_Directive:_
Can you pull every line of the entries below into your reply word for word, leaving the pictures out?

==== Provided data

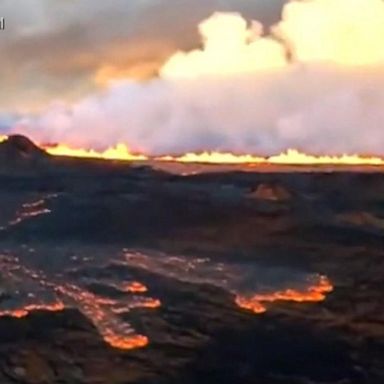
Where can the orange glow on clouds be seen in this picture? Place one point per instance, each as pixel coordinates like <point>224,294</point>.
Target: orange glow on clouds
<point>291,156</point>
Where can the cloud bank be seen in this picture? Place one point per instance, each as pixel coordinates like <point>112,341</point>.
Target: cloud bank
<point>315,83</point>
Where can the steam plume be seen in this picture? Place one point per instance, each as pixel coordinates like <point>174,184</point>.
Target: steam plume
<point>315,83</point>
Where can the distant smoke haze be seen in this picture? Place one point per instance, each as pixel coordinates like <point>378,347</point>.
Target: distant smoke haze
<point>315,84</point>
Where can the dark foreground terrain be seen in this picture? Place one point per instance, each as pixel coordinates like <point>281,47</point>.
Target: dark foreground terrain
<point>95,254</point>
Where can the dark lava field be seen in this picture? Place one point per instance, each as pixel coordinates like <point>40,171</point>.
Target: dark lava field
<point>114,273</point>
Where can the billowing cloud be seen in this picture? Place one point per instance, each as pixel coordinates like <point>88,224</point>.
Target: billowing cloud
<point>54,48</point>
<point>245,91</point>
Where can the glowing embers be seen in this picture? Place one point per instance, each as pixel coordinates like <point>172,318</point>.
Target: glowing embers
<point>54,293</point>
<point>313,293</point>
<point>289,157</point>
<point>252,286</point>
<point>118,152</point>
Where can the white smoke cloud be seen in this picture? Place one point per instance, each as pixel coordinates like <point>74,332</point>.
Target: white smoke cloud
<point>240,92</point>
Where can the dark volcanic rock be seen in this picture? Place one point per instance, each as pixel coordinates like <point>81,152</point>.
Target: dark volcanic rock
<point>18,150</point>
<point>271,192</point>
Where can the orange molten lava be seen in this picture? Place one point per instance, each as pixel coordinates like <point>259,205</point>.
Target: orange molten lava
<point>291,156</point>
<point>314,293</point>
<point>136,341</point>
<point>134,287</point>
<point>23,312</point>
<point>121,152</point>
<point>118,152</point>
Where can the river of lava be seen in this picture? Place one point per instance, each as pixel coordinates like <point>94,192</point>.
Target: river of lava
<point>253,287</point>
<point>26,289</point>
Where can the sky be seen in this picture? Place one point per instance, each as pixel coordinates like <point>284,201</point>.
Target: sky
<point>170,77</point>
<point>63,48</point>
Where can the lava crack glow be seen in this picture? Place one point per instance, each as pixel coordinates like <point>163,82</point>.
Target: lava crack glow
<point>121,152</point>
<point>313,293</point>
<point>243,281</point>
<point>29,288</point>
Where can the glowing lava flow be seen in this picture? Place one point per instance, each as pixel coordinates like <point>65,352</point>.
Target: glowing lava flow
<point>290,157</point>
<point>121,152</point>
<point>315,293</point>
<point>118,152</point>
<point>240,280</point>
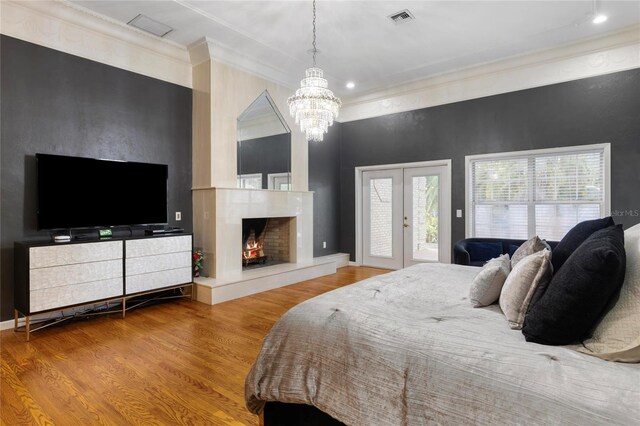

========

_Exercise solution:_
Where can the orange glow on clouds be seen in this picture? Place one point per instance, each as pixel coordinates like <point>224,294</point>.
Target: orange glow on clouds
<point>291,156</point>
Where can the cloud bank be seen in this picture? Place one point per instance, each as pixel coordinates like <point>112,341</point>.
Target: cloud bank
<point>315,83</point>
Where can the steam plume be seen in this picture? Place one point per instance, each as pixel coordinates like <point>174,184</point>.
Target: steam plume
<point>315,83</point>
Where can the distant smoke haze be seen in this picture? Place one point per instance, each as pixel coordinates like <point>378,347</point>.
Target: distant smoke haze
<point>315,84</point>
Where can the dark foreground terrain be seen in this picture? Place one point per instance, each as pixel coordinates like <point>281,47</point>.
Target: dark foreground terrain
<point>95,254</point>
Where can the dark lava field be seen in this picture? Place one point per instance, each as pixel coordinates like <point>40,171</point>.
Target: dark lava field
<point>114,273</point>
Where can the billowing cloud be seen in this picture? Place one point per instance, each as pixel coordinates like <point>88,224</point>.
Target: billowing cloud
<point>54,48</point>
<point>245,91</point>
Where can the glowing embers be seen in this picture? Place one point per instance, each as pixel coordinates like <point>172,318</point>.
Target: glowing embers
<point>54,293</point>
<point>313,293</point>
<point>289,157</point>
<point>252,286</point>
<point>118,152</point>
Where can the white smoke cloud be seen in this picture? Place one point per instance, each as pixel coordinates like <point>74,332</point>.
Target: white smoke cloud
<point>240,92</point>
Where can the dark volcanic rock be seen in this picture? Place one point per instance, each as pixel coordinates like <point>81,152</point>.
Target: dark volcanic rock
<point>18,150</point>
<point>271,192</point>
Where can the orange molten lava be seen in this picture? Place one point per instance, each as pixel coordinates like <point>259,205</point>.
Target: orange molten lava
<point>291,156</point>
<point>314,293</point>
<point>136,341</point>
<point>134,287</point>
<point>23,312</point>
<point>121,152</point>
<point>118,152</point>
Where can the river of lava be seen in this picture? Place one point per instance, each as pixel coordinates like <point>94,192</point>.
Target: river of lava
<point>253,287</point>
<point>26,289</point>
Where can the sky be seen in this picture? Place one point per instance, each as pixel coordinates like <point>284,201</point>.
Target: sky
<point>170,77</point>
<point>63,48</point>
Where can the lava crack glow be seen in this picture? Place one point per instance, each as pixel coordinates like <point>163,82</point>.
Target: lava crack glow
<point>121,152</point>
<point>313,293</point>
<point>243,281</point>
<point>29,288</point>
Where can the glowing lava flow be seen in this picture? Place one point per instance, each as pixel coordinates like <point>65,352</point>.
Target: glowing lava flow
<point>290,157</point>
<point>121,152</point>
<point>315,293</point>
<point>118,152</point>
<point>240,280</point>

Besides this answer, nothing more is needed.